• Tâches
a) Pouvez-vous recopier le texte sur les bas salaires en Suisse, de « Pourquoi la Suisse » jusqu'à « (CCT) en Suisse. » inclus ?
b) Pourriez-vous écrire la suite du texte sur les bas salaires en Suisse, à partir de l'endroit où il s'arrête ?

• Extrait du document
- - -

Pourquoi la Suisse ne connaît-elle pas autant de bas salaires que l’Allemagne ? État des lieux
En Suisse, étonnamment, les bas salaires ont connu une évolution similaire aux salaires moyens, contrairement à l’Allemagne. Les études actuelles ne permettent pas d’expliquer clairement cette différence. Kristina Schüpbach, économiste au KOF, aborde dans cet article différentes thèses, par exemple la prépondérance des conventions collectives de travail (CCT) en Suisse.
Bien que l’inégalité salariale en Suisse soit aujourd’hui nettement plus élevée qu’au milieu des années 1990, l’ampleur de la part des bas salaires n’a guère changé. Par rapport à l’ensemble des postes proposés par les entreprises, la proportion des emplois à bas salaires s’est maintenue dans une fourchette de 10 % à 11,5 % au cours des trente dernières années. À la fin des années 1990 et jusqu’à la crise financière, l’inégalité salariale a surtout augmenté dans la partie supérieure des salaires. Les bas salaires (limite du 10e centile, soit le 10 % des salariés qui gagnent le moins) ont en revanche toujours pu suivre les salaires moyens (salaire médian, 50 % des salariés gagnent moins) (voir graphique 1).
La stabilité relative des bas salaires est remarquable. En Allemagne, les bas salaires ont baissé de plus de 20 % en termes réels au début des années 2000. Dans le même temps, la part des travailleurs ayant un bas salaire a augmenté de près de la moitié (Grabka et Schröder 2019). On entend par bas salaire un salaire horaire inférieur aux deux tiers du salaire brut médian. Contrairement à l’Allemagne, aucun grand ensemble de bas salaires n’a vu le jour en Suisse, le rapport entre ceux-ci et les salaires moyens étant resté étonnamment constant. À noter également que la participation élevée au marché du travail en Suisse n’a pas changé dans le même temps. De nombreux économistes affirment que lorsque le chômage est faible, les inégalités salariales augmentent. En effet, si la participation au marché du travail des personnes plutôt peu qualifiées augmente, il est plausible que le phénomène des bas salaires s’amplifie. Selon cette logique, l’Allemagne a profité d’une augmentation de l’emploi (à bas salaire) et d’une baisse du chômage en échange d’une plus forte inégalité salariale. L’expérience de la Suisse indique que cette situation ne constitue pas une fatalité. En comparaison avec d’autres pays d’Europe occidentale, la Suisse se situe dans la moyenne inférieure en ce qui concerne les bas salaires (voir graphique 2). Les pays nordiques, mais aussi la France, l’Italie et le Portugal, enregistrent une proportion plus faible de postes à bas salaire. En revanche, l’Allemagne, la Grande-Bretagne et d’autres pays d’Europe centrale connaissent parfois une proportion nettement plus élevée de bas salaires.

- - -

• Données recueillies
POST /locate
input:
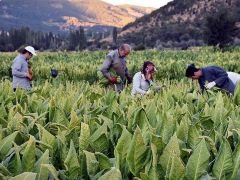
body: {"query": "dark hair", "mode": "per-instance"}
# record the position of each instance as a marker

- - -

• Réponses par tâche
a)
Pourquoi la Suisse ne connaît-elle pas autant de bas salaires que l’Allemagne ? État des lieux
En Suisse, étonnamment, les bas salaires ont connu une évolution similaire aux salaires moyens, contrairement à l’Allemagne. Les études actuelles ne permettent pas d’expliquer clairement cette différence. Kristina Schüpbach, économiste au KOF, aborde dans cet article différentes thèses, par exemple la prépondérance des conventions collectives de travail (CCT) en Suisse.

b)
Les motifs habituels n’expliquent pas l’évolution divergente
Pourquoi certains pays comme l’Allemagne et la Grande-Bretagne ont-ils vu se développer une importante part de bas salaires, alors qu’en Suisse et dans d’autres pays d’Europe occidentale, cette proportion est restée relativement faible ? La littérature économique a examiné différentes hypothèses à l’augmentation des inégalités salariales dans de nombreux pays. La théorie dominante veut que les progrès technologiques, plus précisément la numérisation et l’automatisation, aient accru la demande en main-d’œuvre hautement qualifiée. Comme leur nombre n’a pas augmenté au même rythme, les salaires du personnel diplômé de l’enseignement supérieur ont profité d’une hausse par rapport aux personnes ayant un degré de formation moyen. En Suisse, il s’agit de personnes ayant suivi un apprentissage ou obtenu une maturité. L’automatisation des tâches routinières a également entraîné une diminution de la main-d’œuvre nécessaire pour certaines professions de niveau de formation moyen, comme la production ou l’administration (Antonczyk, DeLeire, et Fitzenberger 2018 ; Acemoglu et Autor 2011).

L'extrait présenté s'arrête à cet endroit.